> **EXERCISE BRIEF**: Whatever appears in the listing must be reproduced exactly.
════
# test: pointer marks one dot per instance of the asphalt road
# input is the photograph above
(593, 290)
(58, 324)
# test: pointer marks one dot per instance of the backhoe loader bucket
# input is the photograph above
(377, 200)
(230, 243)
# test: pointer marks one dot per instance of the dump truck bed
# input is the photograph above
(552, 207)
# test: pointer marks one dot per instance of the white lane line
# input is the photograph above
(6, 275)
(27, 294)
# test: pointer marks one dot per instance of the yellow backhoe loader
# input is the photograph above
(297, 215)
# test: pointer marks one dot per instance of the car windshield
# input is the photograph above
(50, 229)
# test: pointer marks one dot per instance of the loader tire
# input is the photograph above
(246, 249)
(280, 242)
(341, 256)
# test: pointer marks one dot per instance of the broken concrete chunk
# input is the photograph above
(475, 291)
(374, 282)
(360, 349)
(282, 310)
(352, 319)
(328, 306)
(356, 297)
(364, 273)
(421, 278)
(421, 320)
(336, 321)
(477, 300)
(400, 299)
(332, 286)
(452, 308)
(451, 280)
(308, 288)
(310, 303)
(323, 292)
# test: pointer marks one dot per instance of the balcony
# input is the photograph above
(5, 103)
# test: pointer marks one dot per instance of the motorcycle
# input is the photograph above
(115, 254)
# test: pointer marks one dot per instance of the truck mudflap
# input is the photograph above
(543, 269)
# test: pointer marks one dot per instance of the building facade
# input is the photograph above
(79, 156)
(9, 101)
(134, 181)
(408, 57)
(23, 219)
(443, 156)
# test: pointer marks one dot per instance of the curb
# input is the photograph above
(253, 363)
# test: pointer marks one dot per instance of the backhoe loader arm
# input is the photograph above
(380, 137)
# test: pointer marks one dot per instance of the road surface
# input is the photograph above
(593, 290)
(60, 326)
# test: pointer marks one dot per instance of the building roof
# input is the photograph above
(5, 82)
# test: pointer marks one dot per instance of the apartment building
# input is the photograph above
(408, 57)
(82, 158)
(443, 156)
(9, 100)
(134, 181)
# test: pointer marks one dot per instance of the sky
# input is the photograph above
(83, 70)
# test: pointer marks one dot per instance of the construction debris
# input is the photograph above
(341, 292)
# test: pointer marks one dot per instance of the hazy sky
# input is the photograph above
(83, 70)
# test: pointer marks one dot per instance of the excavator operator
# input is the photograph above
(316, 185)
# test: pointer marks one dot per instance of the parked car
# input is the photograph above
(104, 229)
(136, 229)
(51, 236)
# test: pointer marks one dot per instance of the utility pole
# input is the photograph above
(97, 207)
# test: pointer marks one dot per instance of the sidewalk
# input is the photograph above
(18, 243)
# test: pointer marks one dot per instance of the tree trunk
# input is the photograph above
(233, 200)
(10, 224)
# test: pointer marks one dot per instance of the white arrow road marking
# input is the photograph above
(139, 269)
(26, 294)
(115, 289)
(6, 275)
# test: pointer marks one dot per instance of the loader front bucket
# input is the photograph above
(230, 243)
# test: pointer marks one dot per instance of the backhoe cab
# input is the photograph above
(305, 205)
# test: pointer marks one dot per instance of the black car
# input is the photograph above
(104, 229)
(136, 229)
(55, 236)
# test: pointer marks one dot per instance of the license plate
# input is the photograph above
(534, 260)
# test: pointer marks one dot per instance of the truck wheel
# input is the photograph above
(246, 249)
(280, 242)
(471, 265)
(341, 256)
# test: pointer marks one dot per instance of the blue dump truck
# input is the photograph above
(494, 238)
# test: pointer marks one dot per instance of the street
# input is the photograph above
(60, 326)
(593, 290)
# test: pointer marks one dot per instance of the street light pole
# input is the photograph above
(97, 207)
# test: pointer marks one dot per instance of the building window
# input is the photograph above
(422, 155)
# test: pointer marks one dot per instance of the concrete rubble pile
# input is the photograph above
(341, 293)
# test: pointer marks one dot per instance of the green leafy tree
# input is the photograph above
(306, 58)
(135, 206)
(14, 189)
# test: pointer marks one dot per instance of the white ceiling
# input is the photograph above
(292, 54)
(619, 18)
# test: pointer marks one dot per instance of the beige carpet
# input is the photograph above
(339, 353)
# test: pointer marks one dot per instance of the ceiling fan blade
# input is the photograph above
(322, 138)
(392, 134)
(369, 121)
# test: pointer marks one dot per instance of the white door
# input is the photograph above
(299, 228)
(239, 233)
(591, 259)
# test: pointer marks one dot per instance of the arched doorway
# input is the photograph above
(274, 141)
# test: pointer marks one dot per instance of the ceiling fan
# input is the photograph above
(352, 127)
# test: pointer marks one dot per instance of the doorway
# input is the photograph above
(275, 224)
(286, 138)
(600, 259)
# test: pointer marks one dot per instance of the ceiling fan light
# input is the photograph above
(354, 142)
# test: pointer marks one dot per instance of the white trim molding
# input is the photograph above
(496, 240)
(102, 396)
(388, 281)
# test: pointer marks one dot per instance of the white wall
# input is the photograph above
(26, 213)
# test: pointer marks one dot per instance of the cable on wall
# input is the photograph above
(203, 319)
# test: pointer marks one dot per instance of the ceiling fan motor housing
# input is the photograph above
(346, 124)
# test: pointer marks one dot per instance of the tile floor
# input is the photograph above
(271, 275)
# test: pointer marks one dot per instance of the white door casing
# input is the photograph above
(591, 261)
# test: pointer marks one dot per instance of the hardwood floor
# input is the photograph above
════
> **EXERCISE SOLUTION**:
# test: pointer marks one dot per instance of the asphalt road
# input is the photograph above
(593, 290)
(58, 324)
# test: pointer marks one dot per instance of the backhoe loader bucket
# input is the photograph above
(377, 200)
(230, 243)
# test: pointer marks one dot per instance of the dump truck bed
# input is the photograph above
(552, 207)
# test: pointer marks one dot per instance of the white lane line
# input is the photograph above
(6, 275)
(27, 294)
# test: pointer marks one dot per instance of the yellow backhoe loader
# input is the photograph above
(297, 215)
# test: pointer marks one dot per instance of the car windshield
# input is the photograph above
(50, 229)
# test: pointer marks one dot per instance of the loader tire
# input is the photograph above
(246, 249)
(280, 242)
(341, 256)
# test: pointer marks one dot per instance of the broken concrete chunk
# input is the photograph above
(475, 291)
(374, 282)
(360, 349)
(282, 310)
(352, 319)
(328, 306)
(356, 297)
(364, 273)
(421, 278)
(421, 320)
(336, 321)
(477, 300)
(400, 299)
(332, 286)
(452, 308)
(451, 280)
(308, 288)
(310, 303)
(323, 292)
# test: pointer marks one dot per instance of the balcony
# input is the photograph above
(5, 103)
# test: pointer marks one dot per instance of the motorcycle
# input is the photograph above
(115, 254)
# test: pointer marks one dot per instance of the truck mudflap
# input is the photograph above
(543, 269)
# test: pointer marks one dot per instance of the building facade
# input is the photograph above
(79, 156)
(9, 101)
(134, 181)
(408, 57)
(23, 219)
(443, 156)
# test: pointer marks one dot per instance of the curb
# input is the photograph above
(253, 363)
# test: pointer marks one dot per instance of the backhoe loader arm
# input is the photograph above
(380, 137)
# test: pointer marks one dot per instance of the road surface
# input is the photograph above
(593, 290)
(60, 326)
# test: pointer marks one dot per instance of the building roof
# input is the photograph above
(5, 82)
# test: pointer marks one dot per instance of the apartment building
# input is the photograph above
(408, 57)
(82, 158)
(443, 156)
(9, 100)
(134, 181)
# test: pointer marks one dot per instance of the sky
# input is the photograph above
(83, 70)
# test: pointer marks one dot per instance of the construction debris
# input is the photograph above
(341, 292)
# test: pointer marks one dot per instance of the hazy sky
# input is the photograph above
(83, 70)
# test: pointer marks one dot per instance of the excavator operator
# input is the photograph above
(316, 185)
# test: pointer marks one dot per instance of the parked car
# input is the photograph above
(104, 229)
(136, 229)
(51, 236)
# test: pointer marks one dot per instance of the utility pole
# input is the photograph above
(97, 207)
# test: pointer marks one dot per instance of the sidewalk
# input is the photograph above
(18, 243)
# test: pointer marks one dot per instance of the tree trunk
# input is the photograph above
(233, 200)
(10, 224)
# test: pointer marks one dot per instance of the white arrow road marking
# input is the photograph above
(139, 269)
(26, 294)
(115, 289)
(6, 275)
# test: pointer marks one dot per instance of the loader front bucket
# input is the photograph above
(230, 243)
# test: pointer marks one dot per instance of the backhoe cab
# input is the photograph above
(305, 205)
# test: pointer marks one dot per instance of the black car
# input is the photograph above
(104, 229)
(136, 229)
(55, 236)
# test: pointer marks one dot per instance of the license plate
# input is the photograph above
(534, 260)
# test: pointer marks one dot per instance of the truck wheel
# input is the photograph above
(246, 249)
(280, 242)
(471, 265)
(341, 256)
# test: pointer marks one dot per instance of the blue dump truck
# input is the photograph above
(494, 238)
# test: pointer marks one dot per instance of the street
# input is the photograph above
(60, 326)
(593, 290)
# test: pointer marks one dot per instance of the street light pole
# input is the photograph above
(97, 207)
# test: pointer marks one dot per instance of the building window
# input is the photograph above
(422, 155)
# test: pointer marks one dot per instance of the concrete rubble pile
# input is the photograph above
(341, 293)
# test: pointer marks one dot per instance of the green leafy tree
# input is the photograph above
(306, 58)
(135, 206)
(14, 189)
# test: pointer marks one dot per instance of the white ceiling
# input is the photograph above
(292, 54)
(619, 18)
# test: pointer marks one dot per instance of the beige carpet
# input is the photograph above
(339, 353)
# test: pointer marks one dot per instance of the ceiling fan blade
# input is the photograph above
(322, 138)
(392, 134)
(369, 121)
# test: pointer marks one dot per instance of the white door
# input is the photograph above
(299, 228)
(239, 233)
(591, 259)
# test: pointer marks one dot per instance of the arched doorway
# input is the photograph above
(274, 141)
# test: pointer marks one dot per instance of the ceiling fan
# input is the photograph above
(352, 127)
# test: pointer marks one dot per instance of the doorway
# input is the photograph above
(275, 224)
(286, 138)
(600, 259)
# test: pointer marks one dot per instance of the ceiling fan light
# input is the photograph above
(354, 142)
# test: pointer marks one dot per instance of the white trim molding
# input is the photograph above
(496, 240)
(102, 396)
(388, 281)
# test: pointer marks one dot per instance of the white wall
# input is the photograph above
(26, 213)
# test: pointer marks one dot per instance of the cable on wall
# input is the photograph above
(203, 319)
# test: pointer marks one dot per instance of the ceiling fan motor housing
# input is the photograph above
(346, 124)
# test: pointer marks one dot per instance of the tile floor
# input is the photograph above
(271, 275)
# test: pointer marks one dot per instance of the white door casing
# input is the photograph above
(591, 261)
# test: pointer marks one dot per instance of the hardwood floor
# input is the photograph above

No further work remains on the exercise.